- Required action -
Where the line containing "locate the steel" appears in the records below, begin there and output each line verbatim through the last line.

Image-backed grounding data
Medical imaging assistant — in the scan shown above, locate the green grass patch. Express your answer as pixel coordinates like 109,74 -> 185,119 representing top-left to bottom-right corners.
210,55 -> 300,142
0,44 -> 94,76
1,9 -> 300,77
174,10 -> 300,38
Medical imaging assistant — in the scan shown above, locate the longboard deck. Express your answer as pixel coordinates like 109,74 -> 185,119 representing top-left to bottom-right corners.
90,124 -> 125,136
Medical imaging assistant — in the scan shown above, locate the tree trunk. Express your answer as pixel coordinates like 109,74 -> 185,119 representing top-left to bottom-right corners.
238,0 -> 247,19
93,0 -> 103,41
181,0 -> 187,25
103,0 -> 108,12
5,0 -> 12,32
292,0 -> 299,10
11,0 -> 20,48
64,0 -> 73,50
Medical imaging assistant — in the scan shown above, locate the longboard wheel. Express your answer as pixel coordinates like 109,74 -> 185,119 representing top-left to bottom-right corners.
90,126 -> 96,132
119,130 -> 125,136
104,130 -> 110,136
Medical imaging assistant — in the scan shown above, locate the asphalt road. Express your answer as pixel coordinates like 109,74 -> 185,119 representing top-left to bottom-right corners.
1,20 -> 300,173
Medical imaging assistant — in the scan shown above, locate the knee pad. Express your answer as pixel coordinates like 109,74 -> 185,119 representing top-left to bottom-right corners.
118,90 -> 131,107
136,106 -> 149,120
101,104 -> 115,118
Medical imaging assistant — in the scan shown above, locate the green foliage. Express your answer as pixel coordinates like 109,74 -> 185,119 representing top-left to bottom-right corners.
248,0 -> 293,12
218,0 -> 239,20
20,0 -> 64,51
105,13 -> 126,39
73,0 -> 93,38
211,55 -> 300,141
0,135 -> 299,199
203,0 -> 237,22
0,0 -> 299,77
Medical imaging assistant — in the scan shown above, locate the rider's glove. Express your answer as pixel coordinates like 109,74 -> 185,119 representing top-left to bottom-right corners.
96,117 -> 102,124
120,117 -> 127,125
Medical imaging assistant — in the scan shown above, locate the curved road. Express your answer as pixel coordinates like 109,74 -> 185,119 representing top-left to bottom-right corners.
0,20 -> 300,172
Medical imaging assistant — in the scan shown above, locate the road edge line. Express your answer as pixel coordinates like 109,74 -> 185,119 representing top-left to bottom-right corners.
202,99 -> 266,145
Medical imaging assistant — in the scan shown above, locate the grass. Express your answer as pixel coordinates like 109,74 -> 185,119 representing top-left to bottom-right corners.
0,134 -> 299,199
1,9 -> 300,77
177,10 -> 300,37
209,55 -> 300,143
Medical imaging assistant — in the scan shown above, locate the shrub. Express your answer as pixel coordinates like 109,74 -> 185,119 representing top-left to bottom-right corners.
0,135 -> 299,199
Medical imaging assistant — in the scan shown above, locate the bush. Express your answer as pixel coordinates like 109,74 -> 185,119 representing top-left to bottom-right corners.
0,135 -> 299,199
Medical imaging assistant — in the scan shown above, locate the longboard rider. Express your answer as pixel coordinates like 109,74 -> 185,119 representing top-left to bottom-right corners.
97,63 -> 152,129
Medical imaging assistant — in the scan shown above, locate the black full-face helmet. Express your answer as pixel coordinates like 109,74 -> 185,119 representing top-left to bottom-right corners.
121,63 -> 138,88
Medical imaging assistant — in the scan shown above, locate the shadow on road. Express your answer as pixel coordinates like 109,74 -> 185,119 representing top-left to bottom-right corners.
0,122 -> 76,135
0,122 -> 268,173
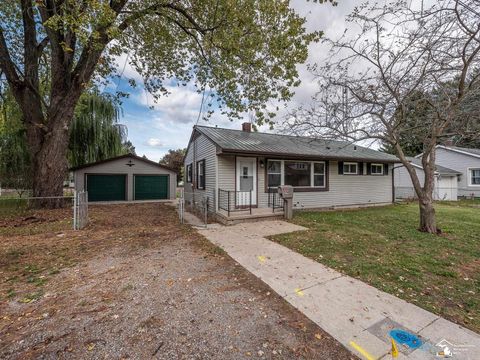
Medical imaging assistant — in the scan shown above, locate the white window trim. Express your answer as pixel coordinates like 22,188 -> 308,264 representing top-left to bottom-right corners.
343,162 -> 358,175
468,167 -> 480,187
370,163 -> 384,175
267,160 -> 326,188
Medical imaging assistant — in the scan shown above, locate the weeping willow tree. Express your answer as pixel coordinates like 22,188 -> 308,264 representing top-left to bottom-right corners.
69,92 -> 129,168
1,86 -> 131,193
0,85 -> 32,195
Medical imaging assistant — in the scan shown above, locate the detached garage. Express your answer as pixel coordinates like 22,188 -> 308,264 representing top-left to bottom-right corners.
71,154 -> 177,202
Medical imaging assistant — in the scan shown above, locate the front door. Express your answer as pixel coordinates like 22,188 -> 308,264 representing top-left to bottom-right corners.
236,157 -> 257,206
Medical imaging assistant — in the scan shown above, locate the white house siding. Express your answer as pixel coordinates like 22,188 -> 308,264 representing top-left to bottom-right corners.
435,147 -> 480,197
74,157 -> 177,200
253,161 -> 392,209
393,164 -> 458,201
184,133 -> 218,212
217,155 -> 235,192
394,165 -> 424,199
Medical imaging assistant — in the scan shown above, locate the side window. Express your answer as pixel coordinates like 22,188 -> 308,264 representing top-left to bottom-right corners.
470,168 -> 480,185
343,162 -> 358,175
197,160 -> 206,189
370,163 -> 384,175
186,164 -> 192,183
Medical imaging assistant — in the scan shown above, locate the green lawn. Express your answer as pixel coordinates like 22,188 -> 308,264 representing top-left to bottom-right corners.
271,201 -> 480,333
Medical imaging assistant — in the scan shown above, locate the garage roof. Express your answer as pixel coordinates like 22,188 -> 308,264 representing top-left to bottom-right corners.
407,157 -> 461,176
70,154 -> 178,173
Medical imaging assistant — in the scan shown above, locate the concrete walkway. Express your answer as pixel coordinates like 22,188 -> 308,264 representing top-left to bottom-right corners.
198,220 -> 480,360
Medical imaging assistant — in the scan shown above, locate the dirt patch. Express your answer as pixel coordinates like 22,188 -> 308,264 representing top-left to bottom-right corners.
0,203 -> 354,359
457,259 -> 480,279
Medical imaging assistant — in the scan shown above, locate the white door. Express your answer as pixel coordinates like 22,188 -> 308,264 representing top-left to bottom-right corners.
236,157 -> 257,206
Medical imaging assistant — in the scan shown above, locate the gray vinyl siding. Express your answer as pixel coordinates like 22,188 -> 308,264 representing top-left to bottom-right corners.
217,156 -> 393,209
265,161 -> 392,209
217,155 -> 235,192
184,133 -> 218,212
435,147 -> 480,197
74,157 -> 177,201
394,165 -> 425,199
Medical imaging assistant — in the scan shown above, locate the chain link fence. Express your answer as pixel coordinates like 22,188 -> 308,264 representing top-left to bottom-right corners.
0,190 -> 88,230
0,195 -> 74,215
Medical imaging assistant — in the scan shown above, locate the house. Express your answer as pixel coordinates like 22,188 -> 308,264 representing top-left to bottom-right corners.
71,154 -> 177,202
431,145 -> 480,198
393,157 -> 460,201
184,123 -> 398,224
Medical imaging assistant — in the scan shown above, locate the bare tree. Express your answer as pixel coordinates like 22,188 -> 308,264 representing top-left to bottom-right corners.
286,0 -> 480,234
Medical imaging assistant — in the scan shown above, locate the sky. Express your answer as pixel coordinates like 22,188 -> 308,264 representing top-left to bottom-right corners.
109,0 -> 417,162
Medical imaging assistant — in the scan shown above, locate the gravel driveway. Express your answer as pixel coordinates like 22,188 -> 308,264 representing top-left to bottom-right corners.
0,203 -> 354,359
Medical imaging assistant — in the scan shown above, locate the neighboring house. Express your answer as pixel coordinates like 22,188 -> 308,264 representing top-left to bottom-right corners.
394,157 -> 460,201
430,145 -> 480,198
71,154 -> 177,202
184,123 -> 398,223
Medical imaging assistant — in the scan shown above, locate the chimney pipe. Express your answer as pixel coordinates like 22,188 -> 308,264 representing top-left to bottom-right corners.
242,122 -> 252,132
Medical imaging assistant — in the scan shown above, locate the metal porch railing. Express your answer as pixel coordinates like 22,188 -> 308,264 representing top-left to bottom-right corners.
218,189 -> 252,217
268,187 -> 285,213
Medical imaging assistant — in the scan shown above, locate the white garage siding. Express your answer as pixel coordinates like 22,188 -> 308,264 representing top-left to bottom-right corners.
393,164 -> 458,201
435,147 -> 480,197
435,176 -> 458,201
73,155 -> 177,200
184,133 -> 218,213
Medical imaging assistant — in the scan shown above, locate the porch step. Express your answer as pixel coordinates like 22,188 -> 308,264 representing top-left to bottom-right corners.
215,210 -> 284,226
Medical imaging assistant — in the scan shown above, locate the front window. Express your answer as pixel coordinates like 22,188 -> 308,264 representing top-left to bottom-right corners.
267,160 -> 281,187
343,162 -> 358,175
266,160 -> 327,189
285,161 -> 311,187
197,160 -> 205,189
471,168 -> 480,185
313,162 -> 326,187
371,163 -> 384,175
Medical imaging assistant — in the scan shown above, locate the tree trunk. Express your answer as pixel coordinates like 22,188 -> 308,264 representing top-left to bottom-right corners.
418,197 -> 438,234
25,99 -> 77,208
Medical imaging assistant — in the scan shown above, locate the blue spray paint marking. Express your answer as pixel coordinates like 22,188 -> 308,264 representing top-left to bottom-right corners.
389,329 -> 423,349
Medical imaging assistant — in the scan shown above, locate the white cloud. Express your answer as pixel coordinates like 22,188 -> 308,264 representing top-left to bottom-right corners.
115,53 -> 144,83
146,138 -> 164,147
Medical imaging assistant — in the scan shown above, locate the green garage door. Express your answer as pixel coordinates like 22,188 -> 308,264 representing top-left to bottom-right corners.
87,174 -> 126,202
134,175 -> 169,200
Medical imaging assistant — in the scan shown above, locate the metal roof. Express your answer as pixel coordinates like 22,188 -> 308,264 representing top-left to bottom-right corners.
195,125 -> 399,162
407,157 -> 461,176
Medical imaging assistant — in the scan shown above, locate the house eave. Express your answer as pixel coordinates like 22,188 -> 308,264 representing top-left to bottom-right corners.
217,149 -> 399,163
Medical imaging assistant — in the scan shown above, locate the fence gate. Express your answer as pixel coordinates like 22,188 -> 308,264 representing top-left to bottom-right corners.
73,191 -> 89,230
178,189 -> 185,224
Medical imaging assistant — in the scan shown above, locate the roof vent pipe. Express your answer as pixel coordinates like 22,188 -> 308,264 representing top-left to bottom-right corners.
242,122 -> 252,132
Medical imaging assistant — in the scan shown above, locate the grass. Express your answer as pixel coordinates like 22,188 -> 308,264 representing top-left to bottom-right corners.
271,201 -> 480,333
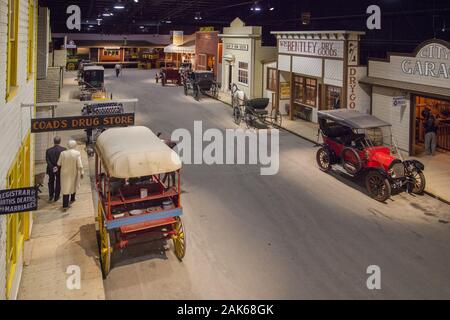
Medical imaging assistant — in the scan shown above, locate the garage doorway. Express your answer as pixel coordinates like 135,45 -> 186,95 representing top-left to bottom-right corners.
414,95 -> 450,155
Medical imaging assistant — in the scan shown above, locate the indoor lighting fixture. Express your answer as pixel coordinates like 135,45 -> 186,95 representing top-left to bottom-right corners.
134,0 -> 139,2
114,1 -> 125,9
140,26 -> 145,29
194,12 -> 202,20
250,1 -> 261,12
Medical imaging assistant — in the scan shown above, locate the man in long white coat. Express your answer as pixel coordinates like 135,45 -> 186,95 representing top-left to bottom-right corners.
57,140 -> 84,210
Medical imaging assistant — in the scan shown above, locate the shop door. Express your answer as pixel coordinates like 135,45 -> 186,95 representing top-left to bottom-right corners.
228,65 -> 233,90
414,96 -> 450,154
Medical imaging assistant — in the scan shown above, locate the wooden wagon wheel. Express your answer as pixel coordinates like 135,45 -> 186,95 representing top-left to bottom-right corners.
212,84 -> 219,99
271,108 -> 282,128
194,85 -> 200,101
233,105 -> 242,125
98,202 -> 112,277
172,217 -> 186,261
67,62 -> 76,71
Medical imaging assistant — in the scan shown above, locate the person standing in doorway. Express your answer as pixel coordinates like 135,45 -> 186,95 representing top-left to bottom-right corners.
46,136 -> 66,202
57,140 -> 84,211
115,63 -> 122,78
422,107 -> 438,156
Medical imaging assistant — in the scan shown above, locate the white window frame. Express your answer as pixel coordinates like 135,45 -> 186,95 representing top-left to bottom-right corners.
237,61 -> 249,86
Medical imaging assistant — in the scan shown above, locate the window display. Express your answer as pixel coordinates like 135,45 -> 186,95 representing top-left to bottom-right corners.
293,75 -> 317,108
325,85 -> 342,110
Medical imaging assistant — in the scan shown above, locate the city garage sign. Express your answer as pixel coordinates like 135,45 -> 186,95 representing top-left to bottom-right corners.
278,39 -> 344,58
401,42 -> 450,79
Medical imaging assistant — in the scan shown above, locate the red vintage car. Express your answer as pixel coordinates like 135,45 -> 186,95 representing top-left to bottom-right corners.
316,109 -> 426,202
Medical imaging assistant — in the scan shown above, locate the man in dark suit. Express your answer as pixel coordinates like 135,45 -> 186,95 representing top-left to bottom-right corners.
46,136 -> 66,202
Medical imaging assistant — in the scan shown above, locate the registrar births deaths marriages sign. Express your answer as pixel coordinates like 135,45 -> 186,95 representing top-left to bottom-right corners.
0,187 -> 38,215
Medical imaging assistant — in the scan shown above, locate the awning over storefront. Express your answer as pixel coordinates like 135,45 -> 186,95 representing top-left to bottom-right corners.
360,76 -> 450,100
164,40 -> 196,54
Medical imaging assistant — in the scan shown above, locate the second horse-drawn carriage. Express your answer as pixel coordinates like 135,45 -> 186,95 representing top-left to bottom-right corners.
78,65 -> 108,101
183,71 -> 219,101
95,126 -> 186,277
156,67 -> 182,86
316,109 -> 426,202
231,84 -> 282,129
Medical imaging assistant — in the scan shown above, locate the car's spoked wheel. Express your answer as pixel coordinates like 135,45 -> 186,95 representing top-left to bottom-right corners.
172,217 -> 186,261
410,170 -> 426,194
316,148 -> 331,172
366,171 -> 392,202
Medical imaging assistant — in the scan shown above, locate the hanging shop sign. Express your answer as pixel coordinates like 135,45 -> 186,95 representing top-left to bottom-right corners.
173,31 -> 184,46
225,43 -> 249,51
347,41 -> 359,66
278,39 -> 344,59
347,66 -> 370,114
0,187 -> 38,215
31,113 -> 135,133
401,42 -> 450,79
348,67 -> 358,109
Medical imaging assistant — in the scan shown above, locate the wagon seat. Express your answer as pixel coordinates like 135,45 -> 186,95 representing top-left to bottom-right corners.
245,98 -> 270,116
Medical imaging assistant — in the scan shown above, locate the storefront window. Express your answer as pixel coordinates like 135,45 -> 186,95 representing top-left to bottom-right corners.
305,78 -> 317,106
293,76 -> 305,105
6,0 -> 19,101
267,68 -> 277,91
293,75 -> 317,107
238,61 -> 249,85
198,54 -> 207,68
325,85 -> 342,110
207,55 -> 215,71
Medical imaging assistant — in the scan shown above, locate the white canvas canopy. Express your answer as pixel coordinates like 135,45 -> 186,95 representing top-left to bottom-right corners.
163,43 -> 196,54
95,126 -> 182,178
84,65 -> 104,71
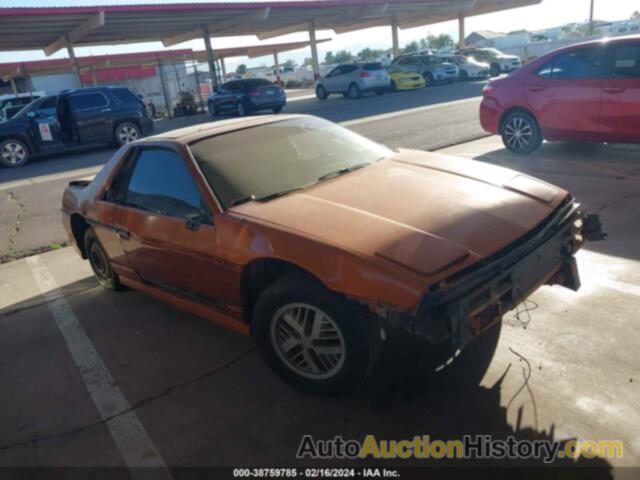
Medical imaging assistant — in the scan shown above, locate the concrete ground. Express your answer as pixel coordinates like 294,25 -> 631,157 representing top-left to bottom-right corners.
0,134 -> 638,476
0,81 -> 487,261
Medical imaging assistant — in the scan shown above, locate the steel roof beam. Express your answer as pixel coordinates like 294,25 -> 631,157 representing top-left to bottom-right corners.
44,11 -> 105,56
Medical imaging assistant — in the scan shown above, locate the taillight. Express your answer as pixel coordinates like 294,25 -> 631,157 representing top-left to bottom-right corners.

- Response below -
Medical imaging assistant — in the scan shown above, locate the steel roof beam. Express your answer as pixel coordinates like 294,25 -> 631,157 representing top-left to bottom-right corners.
44,11 -> 105,56
Medical imaging assistant — in the scan shown above, locate the taillight. Express your answer as pixel coordinates like 294,25 -> 631,157 representing top-left to bottom-right corners.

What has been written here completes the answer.